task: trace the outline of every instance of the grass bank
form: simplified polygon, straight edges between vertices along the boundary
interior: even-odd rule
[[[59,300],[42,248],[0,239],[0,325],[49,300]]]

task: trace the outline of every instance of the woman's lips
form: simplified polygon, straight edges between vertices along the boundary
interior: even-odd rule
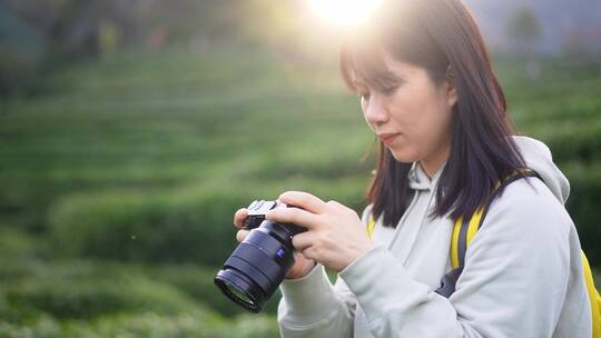
[[[380,139],[386,145],[391,146],[397,136],[400,136],[400,132],[396,133],[381,133],[378,135]]]

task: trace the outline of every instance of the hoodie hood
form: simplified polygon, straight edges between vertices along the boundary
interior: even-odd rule
[[[570,182],[553,162],[549,147],[539,140],[523,136],[514,136],[513,140],[526,167],[536,171],[555,198],[565,203],[570,196]]]
[[[570,195],[570,183],[553,162],[551,150],[543,142],[523,136],[514,136],[513,140],[528,168],[536,171],[553,196],[565,203]],[[414,190],[434,190],[446,162],[430,178],[418,162],[414,162],[408,173],[410,188]]]

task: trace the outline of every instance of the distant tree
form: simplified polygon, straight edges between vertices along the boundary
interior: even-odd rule
[[[541,34],[539,18],[529,7],[516,9],[508,22],[508,36],[520,53],[531,54]]]

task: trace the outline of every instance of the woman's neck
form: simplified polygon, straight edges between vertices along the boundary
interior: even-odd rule
[[[422,159],[420,165],[428,178],[434,177],[441,166],[449,159],[451,147],[450,143],[446,143],[441,150],[434,152],[427,159]]]

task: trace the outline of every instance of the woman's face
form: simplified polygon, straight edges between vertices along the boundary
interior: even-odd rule
[[[449,79],[433,82],[424,68],[385,62],[398,84],[376,90],[355,79],[365,120],[397,161],[422,161],[435,171],[449,156],[455,90]]]

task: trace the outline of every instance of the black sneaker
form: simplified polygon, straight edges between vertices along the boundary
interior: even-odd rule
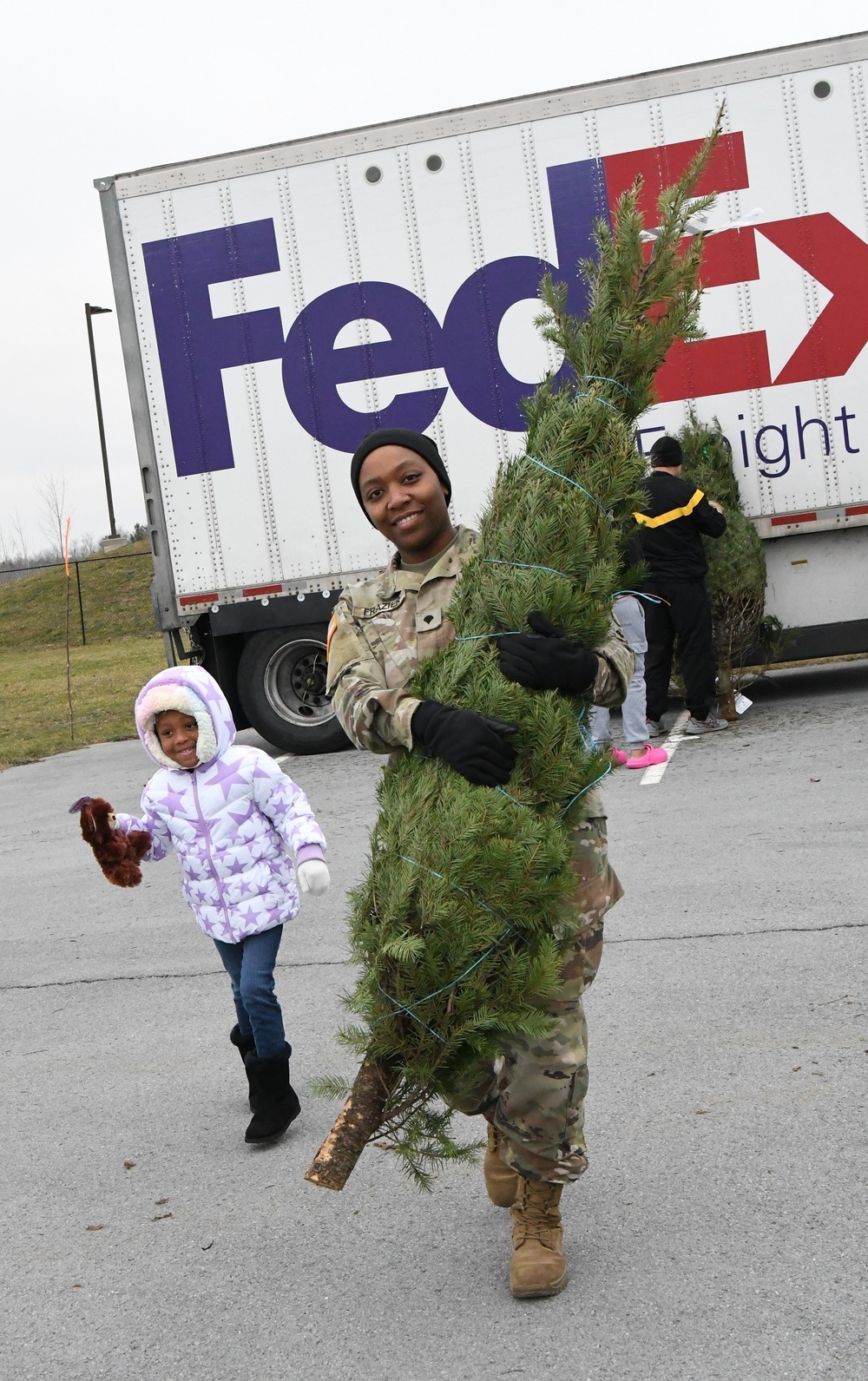
[[[707,720],[694,720],[690,715],[684,725],[684,733],[719,733],[720,729],[729,729],[729,721],[718,720],[713,714],[709,714]]]

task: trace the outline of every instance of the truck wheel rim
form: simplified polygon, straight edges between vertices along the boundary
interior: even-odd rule
[[[299,638],[279,648],[265,667],[265,696],[282,720],[310,728],[334,718],[326,695],[326,648]]]

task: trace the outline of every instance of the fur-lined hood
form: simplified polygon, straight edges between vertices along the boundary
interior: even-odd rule
[[[142,686],[135,700],[135,728],[148,757],[161,768],[184,772],[163,753],[155,720],[163,710],[192,714],[199,725],[199,766],[207,766],[235,742],[229,702],[203,667],[167,667]]]

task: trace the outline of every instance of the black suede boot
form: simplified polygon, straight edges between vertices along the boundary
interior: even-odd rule
[[[247,1102],[250,1103],[251,1113],[257,1110],[257,1085],[254,1083],[251,1072],[247,1069],[247,1056],[253,1052],[257,1054],[257,1043],[253,1036],[241,1036],[241,1029],[236,1023],[229,1032],[229,1040],[241,1056],[241,1065],[244,1066],[244,1073],[247,1074]]]
[[[244,1058],[247,1077],[257,1090],[257,1110],[244,1132],[244,1141],[270,1141],[282,1137],[291,1121],[298,1117],[301,1103],[290,1084],[291,1045],[284,1045],[276,1055],[264,1059],[251,1051]]]

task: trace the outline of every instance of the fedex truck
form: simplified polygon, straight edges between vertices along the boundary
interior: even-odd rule
[[[676,345],[647,450],[719,418],[789,656],[868,650],[868,35],[97,181],[171,659],[295,753],[344,736],[324,638],[388,554],[349,456],[429,432],[473,523],[560,360],[533,326],[643,178],[646,224],[726,99],[702,191],[707,338]]]

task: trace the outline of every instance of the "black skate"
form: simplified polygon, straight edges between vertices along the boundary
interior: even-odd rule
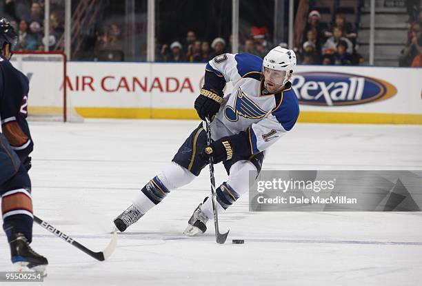
[[[23,234],[14,234],[9,245],[12,263],[16,267],[17,271],[41,272],[46,270],[48,261],[31,248]]]
[[[188,236],[194,236],[198,234],[202,234],[207,230],[207,221],[208,217],[202,212],[200,203],[198,207],[195,210],[192,216],[188,221],[188,225],[183,232],[183,234]]]
[[[138,221],[142,216],[143,216],[143,214],[141,214],[141,212],[132,205],[114,218],[114,225],[116,225],[116,227],[117,227],[119,230],[123,232],[126,230],[129,225],[133,225]]]

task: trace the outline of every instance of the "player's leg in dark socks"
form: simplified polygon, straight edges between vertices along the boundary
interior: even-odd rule
[[[142,188],[133,200],[133,205],[145,214],[163,201],[171,190],[188,184],[195,178],[185,168],[172,162]]]
[[[176,155],[162,172],[152,178],[138,193],[132,205],[114,221],[121,232],[137,222],[159,204],[171,190],[192,182],[208,164],[199,156],[206,146],[206,134],[200,124],[186,139]]]
[[[21,165],[18,172],[0,186],[3,229],[9,241],[16,233],[21,233],[28,243],[32,240],[32,201],[31,181]]]
[[[243,194],[249,191],[250,171],[252,171],[254,175],[257,174],[256,166],[250,161],[239,161],[231,166],[227,181],[216,188],[219,214],[223,214]],[[213,219],[212,200],[205,198],[201,210],[209,219]]]
[[[195,178],[196,176],[188,170],[172,162],[143,186],[133,200],[132,205],[114,219],[114,225],[121,232],[124,232],[129,225],[161,203],[170,190],[187,185]]]

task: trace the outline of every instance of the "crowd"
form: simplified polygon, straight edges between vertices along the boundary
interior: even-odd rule
[[[422,7],[410,11],[408,43],[401,51],[400,66],[422,67]]]
[[[56,48],[63,33],[63,1],[50,0],[50,37],[44,37],[43,1],[30,0],[3,0],[0,2],[0,14],[6,17],[19,34],[17,50],[43,50],[48,45],[50,50]]]
[[[363,61],[355,49],[357,34],[344,16],[336,14],[330,25],[320,21],[317,10],[309,13],[299,62],[307,65],[359,65]]]
[[[156,41],[155,59],[157,61],[205,63],[215,56],[232,52],[232,36],[228,41],[217,37],[210,42],[197,38],[194,31],[188,31],[183,41],[168,44]],[[249,52],[260,57],[265,57],[272,45],[268,41],[265,27],[252,27],[250,36],[239,45],[239,52]]]

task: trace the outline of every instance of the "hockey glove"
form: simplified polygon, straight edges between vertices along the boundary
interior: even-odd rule
[[[222,103],[222,94],[202,88],[201,94],[195,100],[194,107],[199,118],[205,120],[205,116],[212,119],[219,112]]]
[[[234,155],[245,156],[251,155],[248,133],[242,131],[238,134],[223,137],[206,146],[201,152],[204,160],[212,156],[214,163],[230,160]]]

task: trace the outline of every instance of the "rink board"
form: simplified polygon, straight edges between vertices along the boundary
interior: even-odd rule
[[[44,70],[57,63],[43,63]],[[70,62],[68,100],[86,118],[197,119],[193,107],[204,64]],[[46,76],[36,62],[30,111],[42,113],[59,96],[61,76]],[[39,76],[39,74],[40,74]],[[422,124],[422,68],[299,65],[293,88],[300,122]],[[228,84],[225,94],[231,92]],[[34,90],[42,90],[42,96]],[[46,96],[46,94],[50,94]],[[52,101],[58,103],[59,101]],[[57,106],[57,103],[54,103]]]

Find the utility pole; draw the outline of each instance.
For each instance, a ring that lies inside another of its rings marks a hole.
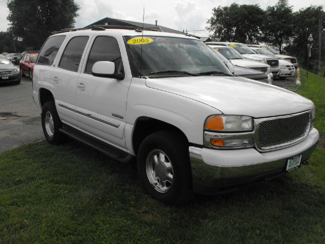
[[[317,75],[320,72],[320,58],[321,56],[321,12],[319,11],[319,37],[318,39],[318,66],[317,68]]]

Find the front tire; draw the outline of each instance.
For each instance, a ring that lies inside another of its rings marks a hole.
[[[188,143],[172,131],[153,133],[141,143],[138,171],[141,185],[155,199],[182,205],[192,195]]]
[[[42,127],[46,140],[51,144],[59,145],[63,142],[66,136],[59,131],[62,127],[54,101],[47,102],[42,109]]]

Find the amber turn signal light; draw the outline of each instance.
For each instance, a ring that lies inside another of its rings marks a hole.
[[[222,139],[212,138],[210,143],[213,146],[222,146],[224,145],[224,140]]]
[[[206,125],[207,130],[213,131],[223,130],[223,119],[221,116],[214,116],[210,118]]]

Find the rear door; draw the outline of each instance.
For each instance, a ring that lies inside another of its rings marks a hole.
[[[76,110],[76,87],[80,75],[79,68],[89,35],[72,35],[51,75],[54,87],[55,105],[63,123],[74,124]]]

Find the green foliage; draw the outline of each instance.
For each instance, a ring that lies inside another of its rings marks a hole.
[[[7,19],[16,36],[24,38],[18,45],[39,49],[52,32],[73,27],[78,5],[74,0],[11,0]]]
[[[292,35],[293,16],[287,0],[279,0],[275,6],[268,7],[262,28],[262,41],[276,46],[281,53],[282,45],[288,43]]]
[[[208,20],[213,40],[254,43],[261,40],[259,34],[264,11],[258,5],[233,4],[213,9]]]

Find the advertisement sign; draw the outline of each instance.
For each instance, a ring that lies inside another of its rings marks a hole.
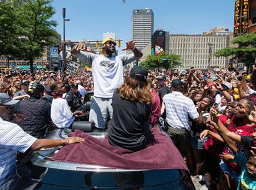
[[[50,48],[50,57],[58,57],[58,47]]]
[[[165,53],[165,32],[157,30],[152,36],[151,54],[161,55]]]
[[[248,23],[249,21],[250,0],[242,1],[241,33],[248,33]]]
[[[234,36],[248,32],[249,10],[250,0],[235,1]]]
[[[234,25],[234,36],[240,34],[241,30],[241,1],[237,0],[235,3],[235,21]]]

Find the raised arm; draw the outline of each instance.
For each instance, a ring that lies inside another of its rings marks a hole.
[[[228,146],[233,151],[235,154],[238,152],[238,149],[236,147],[234,141],[228,137],[223,131],[220,130],[220,128],[217,127],[218,125],[215,123],[213,121],[208,121],[208,124],[211,126],[211,127],[214,127],[217,130],[219,134],[221,136],[223,140],[226,142]]]
[[[143,53],[135,47],[136,42],[134,40],[126,43],[126,48],[122,49],[123,51],[130,49],[135,56],[136,58],[139,59],[143,56]]]

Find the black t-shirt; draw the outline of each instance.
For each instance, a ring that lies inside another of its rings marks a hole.
[[[152,141],[151,104],[125,100],[115,91],[112,106],[113,118],[108,132],[111,144],[135,151]]]
[[[47,94],[46,95],[42,97],[42,99],[44,99],[48,101],[49,102],[49,103],[51,104],[52,102],[52,100],[54,99],[54,96],[50,94]]]
[[[162,98],[164,95],[171,93],[171,90],[167,86],[164,86],[159,90],[159,97],[160,97],[161,106],[162,106]]]
[[[78,91],[75,93],[72,91],[68,91],[66,99],[72,112],[75,111],[82,105],[81,96]]]

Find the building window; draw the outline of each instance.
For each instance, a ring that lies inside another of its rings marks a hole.
[[[256,8],[251,12],[251,22],[252,24],[256,23]]]

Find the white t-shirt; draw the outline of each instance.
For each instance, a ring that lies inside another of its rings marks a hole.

**TASK PROMPT:** Retype the records beginning at the line that contains "Find the advertisement" and stopping after the line that contains "[[[248,23],[249,21],[250,0],[242,1],[241,33],[248,33]]]", with both of those lines included. Leave the pictures out of your answer.

**OUTPUT:**
Find the advertisement sign; draw the outline of each instance.
For each instance, a ring that lies inside another of its rings marks a hole.
[[[50,48],[50,57],[58,57],[58,47]]]
[[[165,53],[165,32],[157,30],[152,36],[151,54],[161,55]]]
[[[248,23],[249,21],[250,0],[242,1],[241,33],[248,33]]]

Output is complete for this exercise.